"""

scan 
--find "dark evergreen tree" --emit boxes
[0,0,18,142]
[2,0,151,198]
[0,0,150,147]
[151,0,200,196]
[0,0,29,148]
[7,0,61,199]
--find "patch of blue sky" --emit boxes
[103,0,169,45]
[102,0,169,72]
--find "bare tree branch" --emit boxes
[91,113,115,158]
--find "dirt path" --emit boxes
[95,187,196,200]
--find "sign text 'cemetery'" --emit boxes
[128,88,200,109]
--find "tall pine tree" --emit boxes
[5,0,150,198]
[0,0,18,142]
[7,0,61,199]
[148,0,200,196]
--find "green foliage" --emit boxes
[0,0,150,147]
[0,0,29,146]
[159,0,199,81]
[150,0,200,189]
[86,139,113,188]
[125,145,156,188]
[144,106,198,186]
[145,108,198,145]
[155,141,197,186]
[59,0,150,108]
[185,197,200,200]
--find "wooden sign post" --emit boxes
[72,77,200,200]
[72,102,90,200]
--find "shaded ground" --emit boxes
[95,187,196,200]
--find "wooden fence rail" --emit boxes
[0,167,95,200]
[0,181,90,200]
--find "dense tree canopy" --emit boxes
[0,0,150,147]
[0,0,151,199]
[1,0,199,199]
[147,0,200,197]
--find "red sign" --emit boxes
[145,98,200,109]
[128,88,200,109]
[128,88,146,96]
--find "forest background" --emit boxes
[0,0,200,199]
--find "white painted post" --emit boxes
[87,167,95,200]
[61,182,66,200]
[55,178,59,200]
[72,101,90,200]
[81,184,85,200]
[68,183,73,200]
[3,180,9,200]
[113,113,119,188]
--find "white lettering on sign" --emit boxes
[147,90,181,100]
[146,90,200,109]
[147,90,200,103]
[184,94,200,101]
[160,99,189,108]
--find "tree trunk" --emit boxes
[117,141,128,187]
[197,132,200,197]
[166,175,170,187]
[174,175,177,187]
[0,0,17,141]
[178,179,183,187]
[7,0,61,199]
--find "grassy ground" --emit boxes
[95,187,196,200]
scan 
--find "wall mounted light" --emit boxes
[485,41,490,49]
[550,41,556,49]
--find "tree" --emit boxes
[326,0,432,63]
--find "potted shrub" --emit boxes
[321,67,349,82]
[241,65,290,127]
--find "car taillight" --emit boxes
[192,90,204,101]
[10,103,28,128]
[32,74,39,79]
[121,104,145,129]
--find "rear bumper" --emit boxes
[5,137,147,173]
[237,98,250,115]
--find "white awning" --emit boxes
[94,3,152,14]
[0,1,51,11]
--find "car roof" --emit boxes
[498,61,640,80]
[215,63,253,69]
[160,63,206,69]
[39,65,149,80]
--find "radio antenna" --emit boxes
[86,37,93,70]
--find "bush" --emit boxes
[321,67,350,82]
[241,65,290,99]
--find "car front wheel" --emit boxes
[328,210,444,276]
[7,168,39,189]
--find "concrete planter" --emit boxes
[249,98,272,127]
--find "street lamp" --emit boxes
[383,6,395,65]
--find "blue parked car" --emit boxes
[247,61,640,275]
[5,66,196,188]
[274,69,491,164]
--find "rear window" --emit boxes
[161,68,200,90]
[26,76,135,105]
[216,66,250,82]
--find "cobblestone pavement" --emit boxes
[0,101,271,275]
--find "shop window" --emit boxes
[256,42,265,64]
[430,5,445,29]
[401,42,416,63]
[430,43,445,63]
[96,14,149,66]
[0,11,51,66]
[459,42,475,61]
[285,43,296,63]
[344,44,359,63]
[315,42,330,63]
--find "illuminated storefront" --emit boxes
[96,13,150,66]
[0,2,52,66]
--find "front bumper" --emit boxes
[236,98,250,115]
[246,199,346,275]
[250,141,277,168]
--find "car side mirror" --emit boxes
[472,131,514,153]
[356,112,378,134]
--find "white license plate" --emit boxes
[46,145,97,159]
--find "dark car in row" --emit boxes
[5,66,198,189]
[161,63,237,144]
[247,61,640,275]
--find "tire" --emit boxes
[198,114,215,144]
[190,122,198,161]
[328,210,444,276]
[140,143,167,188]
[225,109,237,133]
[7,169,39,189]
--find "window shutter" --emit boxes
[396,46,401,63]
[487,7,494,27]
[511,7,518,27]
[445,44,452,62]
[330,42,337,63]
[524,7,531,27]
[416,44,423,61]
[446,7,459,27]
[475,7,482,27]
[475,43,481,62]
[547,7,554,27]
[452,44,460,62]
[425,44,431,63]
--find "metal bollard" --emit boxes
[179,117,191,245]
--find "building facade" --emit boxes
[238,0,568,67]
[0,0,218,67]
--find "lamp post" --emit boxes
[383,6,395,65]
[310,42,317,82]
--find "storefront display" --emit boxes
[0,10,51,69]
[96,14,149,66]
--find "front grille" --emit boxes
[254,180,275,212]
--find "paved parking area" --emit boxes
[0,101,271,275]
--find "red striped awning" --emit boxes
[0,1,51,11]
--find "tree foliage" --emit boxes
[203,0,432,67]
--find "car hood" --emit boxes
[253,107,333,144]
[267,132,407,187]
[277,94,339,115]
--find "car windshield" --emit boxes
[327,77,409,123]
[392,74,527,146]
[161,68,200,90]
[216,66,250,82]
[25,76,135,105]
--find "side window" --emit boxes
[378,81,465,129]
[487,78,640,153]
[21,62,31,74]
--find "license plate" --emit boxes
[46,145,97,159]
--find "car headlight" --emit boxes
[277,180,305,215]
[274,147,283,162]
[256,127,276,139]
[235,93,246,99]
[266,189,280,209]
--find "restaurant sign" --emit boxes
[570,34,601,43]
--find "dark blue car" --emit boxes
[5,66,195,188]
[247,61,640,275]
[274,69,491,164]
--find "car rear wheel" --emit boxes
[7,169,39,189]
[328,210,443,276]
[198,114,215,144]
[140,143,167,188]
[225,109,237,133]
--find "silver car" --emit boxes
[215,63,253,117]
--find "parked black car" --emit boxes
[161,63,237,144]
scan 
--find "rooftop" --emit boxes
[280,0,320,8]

"""

=== ABOUT THIS TASK ===
Copy the whole listing, word for word.

=== SOLUTION TO THE EXERCISE ===
scan 
--find "dark evergreen tree" --emit boxes
[0,0,18,142]
[2,0,151,198]
[0,0,150,147]
[151,0,200,196]
[0,0,29,148]
[7,0,61,199]
--find "patch of blue sky" --emit boxes
[103,0,169,45]
[102,0,169,72]
--find "bare tree branch" --emit boxes
[91,113,115,158]
--find "dirt path" --emit boxes
[95,187,196,200]
--find "sign text 'cemetery'" --emit boxes
[128,88,200,109]
--find "tall pine tree" --emit boxes
[5,0,150,198]
[0,0,18,142]
[7,0,61,199]
[148,0,200,196]
--find "green foliage" --emit boxes
[0,0,150,147]
[0,0,29,146]
[159,0,199,81]
[150,0,200,189]
[86,139,113,188]
[125,145,156,188]
[144,106,198,186]
[145,108,198,145]
[155,141,197,186]
[59,0,150,108]
[185,197,200,200]
--find "wooden sign post" --emit boxes
[72,77,200,200]
[72,102,90,200]
--find "shaded ground" --emit boxes
[95,187,196,200]
--find "wooden fence rail" --emit boxes
[0,167,95,200]
[0,181,90,200]
--find "dense tree canopy" --emit boxes
[0,0,150,147]
[0,0,151,199]
[1,0,199,199]
[147,0,200,197]
--find "red sign" --emit boxes
[145,98,200,109]
[128,88,200,109]
[128,88,146,96]
--find "forest background" --emit boxes
[0,0,200,199]
--find "white painted post" --emit boxes
[87,167,95,200]
[61,182,66,200]
[55,178,59,200]
[72,101,90,200]
[81,184,85,200]
[68,183,73,200]
[3,180,9,200]
[113,113,119,188]
--find "white lettering on sign" --emit boxes
[147,90,181,100]
[146,90,200,109]
[147,90,200,103]
[184,94,200,101]
[160,99,189,108]
--find "tree trunk" --emit boxes
[117,141,128,187]
[197,132,200,197]
[166,175,170,187]
[174,175,177,187]
[0,0,17,141]
[178,179,183,187]
[7,0,61,199]
--find "grassy ground" --emit boxes
[95,187,196,200]
scan 
--find "wall mounted light" --emit boxes
[485,41,490,49]
[550,41,556,49]
--find "tree" --emit boxes
[326,0,432,63]
--find "potted shrub" --emit boxes
[321,67,349,82]
[241,65,290,127]
--find "car taillight" --emit boxes
[192,90,204,101]
[10,103,28,128]
[32,74,39,79]
[121,104,145,129]
--find "rear bumper" --emit boxes
[5,137,147,173]
[237,98,250,115]
--find "white awning" --emit boxes
[94,3,152,14]
[0,1,51,11]
--find "car roof" --emit boxes
[498,61,640,80]
[215,63,253,69]
[160,63,206,69]
[39,65,149,80]
--find "radio antenna" --emit boxes
[86,37,93,70]
--find "bush" --emit boxes
[321,67,350,82]
[241,65,290,99]
--find "car front wheel" --emit boxes
[328,210,444,276]
[7,168,39,189]
--find "concrete planter" --emit boxes
[249,98,272,127]
--find "street lamp" --emit boxes
[383,6,395,65]
--find "blue parked car" --emit boxes
[247,61,640,275]
[5,66,196,188]
[274,69,491,164]
--find "rear window" --emit boxes
[161,68,200,90]
[26,76,135,105]
[216,66,250,82]
--find "cobblestone pavement" --emit boxes
[0,101,271,275]
--find "shop window" --emit boxes
[256,42,265,64]
[430,5,445,29]
[401,42,416,63]
[430,43,445,63]
[96,14,149,66]
[0,11,51,66]
[459,42,475,61]
[285,43,296,63]
[344,44,359,63]
[315,42,330,63]
--find "illuminated storefront" --emit boxes
[96,13,150,66]
[0,2,52,66]
--find "front bumper" --emit boxes
[236,98,250,115]
[246,199,346,275]
[250,141,277,168]
--find "car side mirror" --emit boxes
[472,131,514,153]
[356,112,378,134]
--find "white license plate" --emit boxes
[46,145,97,159]
--find "dark car in row" --emit boxes
[5,66,198,189]
[161,63,237,144]
[247,61,640,275]
--find "tire" --emit boxes
[198,114,215,144]
[190,122,198,161]
[328,210,444,276]
[140,143,167,188]
[225,109,237,133]
[7,169,39,189]
--find "window shutter" --emit boxes
[396,46,401,63]
[487,7,494,27]
[511,7,518,27]
[445,44,452,62]
[330,42,337,63]
[524,7,531,27]
[416,44,423,61]
[446,7,459,27]
[475,7,482,27]
[475,43,481,62]
[547,7,554,27]
[452,44,460,62]
[425,44,431,63]
--find "metal bollard" --emit boxes
[179,117,191,245]
--find "building facade" --emit boxes
[238,0,568,67]
[0,0,218,67]
--find "lamp post" --emit boxes
[383,6,395,65]
[310,42,317,82]
--find "storefront display" --emit boxes
[0,10,51,69]
[96,14,149,66]
--find "front grille" --emit boxes
[254,180,275,212]
--find "paved parking area" --emit boxes
[0,101,271,275]
--find "red striped awning" --emit boxes
[0,1,51,11]
--find "tree foliage" --emit boxes
[203,0,432,67]
--find "car hood" --emit boxes
[253,107,333,144]
[267,132,407,187]
[277,94,339,115]
--find "car windshield" --emit boxes
[327,77,409,123]
[392,74,527,146]
[161,68,200,90]
[216,66,250,82]
[25,76,135,105]
--find "side window" --emit boxes
[378,81,465,129]
[487,78,640,153]
[21,62,31,74]
--find "license plate" --emit boxes
[46,145,97,159]
--find "car headlight" --emit boxes
[277,180,305,215]
[274,147,283,162]
[256,127,276,139]
[235,93,246,99]
[266,189,280,209]
--find "restaurant sign" --emit boxes
[570,34,601,43]
--find "dark blue car" --emit boxes
[5,66,195,188]
[247,61,640,275]
[274,69,491,164]
--find "car rear wheel" --emit boxes
[7,169,39,189]
[328,210,443,276]
[198,114,215,144]
[140,143,167,188]
[225,109,237,133]
--find "silver car" --emit boxes
[215,63,253,117]
--find "parked black car" --emit boxes
[161,63,237,144]
scan 
--find "rooftop" --emit boxes
[280,0,320,8]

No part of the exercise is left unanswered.